Given instruction.
The line containing "dark doorway, and" marks the start; return it and every line after it in the listing below, exactly, through the last.

┄┄┄┄┄┄┄┄┄┄

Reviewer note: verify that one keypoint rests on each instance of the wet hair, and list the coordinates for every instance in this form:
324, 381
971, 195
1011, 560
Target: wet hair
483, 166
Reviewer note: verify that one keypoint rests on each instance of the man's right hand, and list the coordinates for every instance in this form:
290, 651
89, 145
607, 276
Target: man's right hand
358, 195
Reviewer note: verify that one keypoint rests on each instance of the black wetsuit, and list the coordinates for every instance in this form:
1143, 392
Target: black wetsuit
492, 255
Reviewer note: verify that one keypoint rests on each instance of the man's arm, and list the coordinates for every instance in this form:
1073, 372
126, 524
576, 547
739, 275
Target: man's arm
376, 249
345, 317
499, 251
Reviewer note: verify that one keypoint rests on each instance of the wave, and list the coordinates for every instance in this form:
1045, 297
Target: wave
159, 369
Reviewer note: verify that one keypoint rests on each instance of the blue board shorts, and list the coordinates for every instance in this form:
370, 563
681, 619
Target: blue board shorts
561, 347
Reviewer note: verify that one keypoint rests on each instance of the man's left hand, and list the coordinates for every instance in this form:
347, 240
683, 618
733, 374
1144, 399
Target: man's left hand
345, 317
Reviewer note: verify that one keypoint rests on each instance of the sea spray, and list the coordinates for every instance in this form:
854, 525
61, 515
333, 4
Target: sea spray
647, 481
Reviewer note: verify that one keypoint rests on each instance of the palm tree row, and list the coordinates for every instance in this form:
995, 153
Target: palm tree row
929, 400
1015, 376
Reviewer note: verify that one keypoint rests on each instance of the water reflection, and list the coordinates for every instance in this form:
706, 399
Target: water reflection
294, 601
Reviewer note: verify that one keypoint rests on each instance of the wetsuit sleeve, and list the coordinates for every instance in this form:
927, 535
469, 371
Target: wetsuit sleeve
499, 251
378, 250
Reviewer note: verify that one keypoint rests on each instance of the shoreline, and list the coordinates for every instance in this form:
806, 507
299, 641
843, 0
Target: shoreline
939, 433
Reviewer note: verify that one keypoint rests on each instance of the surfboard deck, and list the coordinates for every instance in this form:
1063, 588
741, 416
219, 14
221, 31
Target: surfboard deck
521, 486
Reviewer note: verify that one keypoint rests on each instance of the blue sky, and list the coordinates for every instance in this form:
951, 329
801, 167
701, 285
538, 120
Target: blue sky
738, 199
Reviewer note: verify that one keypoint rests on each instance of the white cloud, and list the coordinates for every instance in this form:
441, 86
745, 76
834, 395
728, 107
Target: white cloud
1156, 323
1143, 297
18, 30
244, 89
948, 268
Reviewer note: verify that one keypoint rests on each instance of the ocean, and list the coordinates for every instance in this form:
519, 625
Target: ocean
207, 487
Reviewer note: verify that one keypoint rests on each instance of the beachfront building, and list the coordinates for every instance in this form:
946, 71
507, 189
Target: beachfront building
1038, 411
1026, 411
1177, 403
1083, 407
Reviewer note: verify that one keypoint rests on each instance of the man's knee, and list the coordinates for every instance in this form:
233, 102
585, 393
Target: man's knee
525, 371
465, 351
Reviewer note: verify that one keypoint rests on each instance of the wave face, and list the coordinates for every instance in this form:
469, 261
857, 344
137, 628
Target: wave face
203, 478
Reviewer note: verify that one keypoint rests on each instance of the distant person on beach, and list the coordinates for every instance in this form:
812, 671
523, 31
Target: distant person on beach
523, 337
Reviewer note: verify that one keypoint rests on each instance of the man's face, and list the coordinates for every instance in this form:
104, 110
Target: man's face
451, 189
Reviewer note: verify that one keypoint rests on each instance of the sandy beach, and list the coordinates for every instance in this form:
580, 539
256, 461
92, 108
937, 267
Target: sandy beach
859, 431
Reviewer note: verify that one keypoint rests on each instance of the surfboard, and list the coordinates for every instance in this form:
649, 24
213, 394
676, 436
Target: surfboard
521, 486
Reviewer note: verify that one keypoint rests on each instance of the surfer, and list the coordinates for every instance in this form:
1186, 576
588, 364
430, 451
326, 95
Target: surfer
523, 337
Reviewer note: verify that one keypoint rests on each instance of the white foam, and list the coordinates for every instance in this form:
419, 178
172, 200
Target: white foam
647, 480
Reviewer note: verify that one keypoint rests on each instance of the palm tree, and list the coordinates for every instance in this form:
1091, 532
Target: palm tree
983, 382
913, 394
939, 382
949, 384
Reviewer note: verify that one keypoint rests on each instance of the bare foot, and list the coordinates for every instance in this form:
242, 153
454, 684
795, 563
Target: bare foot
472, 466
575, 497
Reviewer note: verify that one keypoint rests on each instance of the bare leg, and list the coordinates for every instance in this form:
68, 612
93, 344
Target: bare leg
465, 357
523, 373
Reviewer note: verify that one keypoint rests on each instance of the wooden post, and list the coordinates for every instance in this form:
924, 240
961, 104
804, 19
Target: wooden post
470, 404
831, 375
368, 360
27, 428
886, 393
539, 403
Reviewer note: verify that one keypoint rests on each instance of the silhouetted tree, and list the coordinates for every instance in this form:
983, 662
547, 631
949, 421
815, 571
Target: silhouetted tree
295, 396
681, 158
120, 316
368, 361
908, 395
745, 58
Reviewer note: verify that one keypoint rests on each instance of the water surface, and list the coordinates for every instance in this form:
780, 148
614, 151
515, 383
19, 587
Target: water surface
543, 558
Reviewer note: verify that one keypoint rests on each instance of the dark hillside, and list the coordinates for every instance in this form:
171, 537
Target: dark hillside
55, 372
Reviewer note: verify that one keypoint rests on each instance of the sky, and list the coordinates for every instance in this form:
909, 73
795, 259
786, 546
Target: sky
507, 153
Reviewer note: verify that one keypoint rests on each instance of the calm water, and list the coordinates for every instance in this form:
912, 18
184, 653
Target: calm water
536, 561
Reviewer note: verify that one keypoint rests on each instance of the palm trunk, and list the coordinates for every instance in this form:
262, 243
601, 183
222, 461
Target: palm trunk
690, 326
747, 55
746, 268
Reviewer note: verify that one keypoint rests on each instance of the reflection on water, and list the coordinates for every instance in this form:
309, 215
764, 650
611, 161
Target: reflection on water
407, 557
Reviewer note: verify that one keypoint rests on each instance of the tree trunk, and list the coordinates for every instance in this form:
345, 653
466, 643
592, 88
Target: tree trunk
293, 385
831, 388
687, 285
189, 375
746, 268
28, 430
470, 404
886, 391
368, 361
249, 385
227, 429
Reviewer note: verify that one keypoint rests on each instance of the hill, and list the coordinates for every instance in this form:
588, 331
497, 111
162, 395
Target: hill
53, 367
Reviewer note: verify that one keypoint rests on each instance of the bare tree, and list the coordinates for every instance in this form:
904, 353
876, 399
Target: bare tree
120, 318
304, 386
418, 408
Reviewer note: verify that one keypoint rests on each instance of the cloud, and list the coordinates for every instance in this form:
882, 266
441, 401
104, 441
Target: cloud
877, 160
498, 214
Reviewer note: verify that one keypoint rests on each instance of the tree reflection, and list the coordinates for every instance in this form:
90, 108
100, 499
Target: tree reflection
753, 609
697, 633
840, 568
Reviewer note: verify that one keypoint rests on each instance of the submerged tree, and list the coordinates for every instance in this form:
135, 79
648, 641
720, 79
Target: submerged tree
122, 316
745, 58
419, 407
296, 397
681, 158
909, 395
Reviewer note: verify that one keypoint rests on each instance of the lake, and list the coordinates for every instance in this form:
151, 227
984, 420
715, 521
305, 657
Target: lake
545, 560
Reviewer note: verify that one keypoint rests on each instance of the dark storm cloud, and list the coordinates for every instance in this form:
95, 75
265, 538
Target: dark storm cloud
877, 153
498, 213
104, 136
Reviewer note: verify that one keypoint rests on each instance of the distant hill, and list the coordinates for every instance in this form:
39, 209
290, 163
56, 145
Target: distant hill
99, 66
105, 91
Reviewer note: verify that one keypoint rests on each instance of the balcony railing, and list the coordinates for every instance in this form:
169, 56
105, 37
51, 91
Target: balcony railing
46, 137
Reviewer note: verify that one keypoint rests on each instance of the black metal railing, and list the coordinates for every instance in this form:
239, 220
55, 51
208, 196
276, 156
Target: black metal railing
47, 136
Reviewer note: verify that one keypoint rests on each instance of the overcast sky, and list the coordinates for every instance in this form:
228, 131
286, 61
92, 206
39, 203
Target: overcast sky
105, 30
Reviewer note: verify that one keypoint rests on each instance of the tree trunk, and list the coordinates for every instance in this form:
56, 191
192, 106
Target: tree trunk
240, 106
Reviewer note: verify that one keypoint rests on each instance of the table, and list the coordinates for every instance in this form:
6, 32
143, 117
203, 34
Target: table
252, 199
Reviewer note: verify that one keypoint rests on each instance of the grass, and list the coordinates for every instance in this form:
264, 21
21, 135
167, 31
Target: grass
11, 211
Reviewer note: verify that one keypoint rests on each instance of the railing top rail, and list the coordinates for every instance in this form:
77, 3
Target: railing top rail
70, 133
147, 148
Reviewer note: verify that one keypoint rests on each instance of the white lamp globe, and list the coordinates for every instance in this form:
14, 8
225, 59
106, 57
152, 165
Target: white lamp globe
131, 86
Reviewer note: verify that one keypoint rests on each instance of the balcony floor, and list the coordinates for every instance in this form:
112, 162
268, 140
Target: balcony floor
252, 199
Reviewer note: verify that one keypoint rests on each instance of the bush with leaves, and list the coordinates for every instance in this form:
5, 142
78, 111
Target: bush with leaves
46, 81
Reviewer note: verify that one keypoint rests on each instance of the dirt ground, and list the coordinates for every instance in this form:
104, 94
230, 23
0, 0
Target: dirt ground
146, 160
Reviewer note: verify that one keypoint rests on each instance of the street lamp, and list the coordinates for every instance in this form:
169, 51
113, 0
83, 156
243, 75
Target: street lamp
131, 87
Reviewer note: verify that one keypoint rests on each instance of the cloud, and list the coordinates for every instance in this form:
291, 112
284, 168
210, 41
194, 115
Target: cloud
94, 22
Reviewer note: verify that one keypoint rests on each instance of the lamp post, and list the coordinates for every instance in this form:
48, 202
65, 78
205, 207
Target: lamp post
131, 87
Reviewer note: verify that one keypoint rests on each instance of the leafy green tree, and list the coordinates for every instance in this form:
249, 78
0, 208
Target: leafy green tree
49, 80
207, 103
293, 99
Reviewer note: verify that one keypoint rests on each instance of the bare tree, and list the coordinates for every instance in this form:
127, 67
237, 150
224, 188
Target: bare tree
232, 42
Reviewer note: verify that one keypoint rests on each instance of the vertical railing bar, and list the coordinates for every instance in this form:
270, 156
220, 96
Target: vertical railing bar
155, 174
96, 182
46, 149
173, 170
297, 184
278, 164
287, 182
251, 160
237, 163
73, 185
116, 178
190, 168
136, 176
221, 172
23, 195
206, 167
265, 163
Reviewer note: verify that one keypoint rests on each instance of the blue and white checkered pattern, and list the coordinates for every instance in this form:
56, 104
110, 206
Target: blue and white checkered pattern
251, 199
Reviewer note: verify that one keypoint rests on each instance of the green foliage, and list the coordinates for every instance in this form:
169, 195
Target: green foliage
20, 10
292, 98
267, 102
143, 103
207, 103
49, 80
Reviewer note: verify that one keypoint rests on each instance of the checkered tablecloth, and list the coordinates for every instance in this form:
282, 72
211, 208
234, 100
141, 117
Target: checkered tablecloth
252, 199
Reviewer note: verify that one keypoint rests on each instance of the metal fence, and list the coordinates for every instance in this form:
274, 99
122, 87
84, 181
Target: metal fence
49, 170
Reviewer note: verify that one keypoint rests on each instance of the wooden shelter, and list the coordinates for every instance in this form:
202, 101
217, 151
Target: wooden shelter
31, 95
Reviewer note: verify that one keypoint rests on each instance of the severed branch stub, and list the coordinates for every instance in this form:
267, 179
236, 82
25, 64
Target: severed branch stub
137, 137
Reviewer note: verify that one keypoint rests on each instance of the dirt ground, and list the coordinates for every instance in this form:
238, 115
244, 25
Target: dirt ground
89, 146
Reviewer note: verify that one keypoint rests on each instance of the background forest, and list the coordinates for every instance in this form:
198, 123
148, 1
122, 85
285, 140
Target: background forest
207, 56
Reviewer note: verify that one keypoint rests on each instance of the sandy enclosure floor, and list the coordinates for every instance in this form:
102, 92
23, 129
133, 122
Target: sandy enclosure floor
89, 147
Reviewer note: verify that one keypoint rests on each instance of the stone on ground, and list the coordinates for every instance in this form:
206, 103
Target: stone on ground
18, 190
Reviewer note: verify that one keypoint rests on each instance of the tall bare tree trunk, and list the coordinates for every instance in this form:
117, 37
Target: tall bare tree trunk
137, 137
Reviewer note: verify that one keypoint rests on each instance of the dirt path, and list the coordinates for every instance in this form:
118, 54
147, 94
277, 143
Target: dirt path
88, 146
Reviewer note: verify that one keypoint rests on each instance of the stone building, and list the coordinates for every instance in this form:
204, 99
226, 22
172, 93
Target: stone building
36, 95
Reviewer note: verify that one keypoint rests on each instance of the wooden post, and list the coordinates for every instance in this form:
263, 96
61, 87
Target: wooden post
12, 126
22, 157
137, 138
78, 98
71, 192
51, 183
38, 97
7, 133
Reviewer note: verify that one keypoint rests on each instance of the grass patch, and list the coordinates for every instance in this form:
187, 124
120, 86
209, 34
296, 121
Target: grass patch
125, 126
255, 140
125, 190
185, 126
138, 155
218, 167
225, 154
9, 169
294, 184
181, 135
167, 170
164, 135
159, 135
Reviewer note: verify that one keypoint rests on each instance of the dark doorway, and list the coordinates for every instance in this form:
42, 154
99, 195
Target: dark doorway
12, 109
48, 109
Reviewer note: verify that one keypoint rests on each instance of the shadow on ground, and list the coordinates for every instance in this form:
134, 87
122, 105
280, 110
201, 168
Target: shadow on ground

┄┄┄┄┄┄┄┄┄┄

Correct answer.
Reviewer note: verify that one keypoint rests on each instance of the dark doorway, and list the coordinates for every instance in this form:
42, 154
99, 195
Target: dark doorway
12, 109
48, 109
Reviewer note: verify that one keypoint rests on each instance of the shadow on ground, and list the coordinates for every instance in this form:
134, 87
122, 105
280, 110
201, 168
Target: shadow on ground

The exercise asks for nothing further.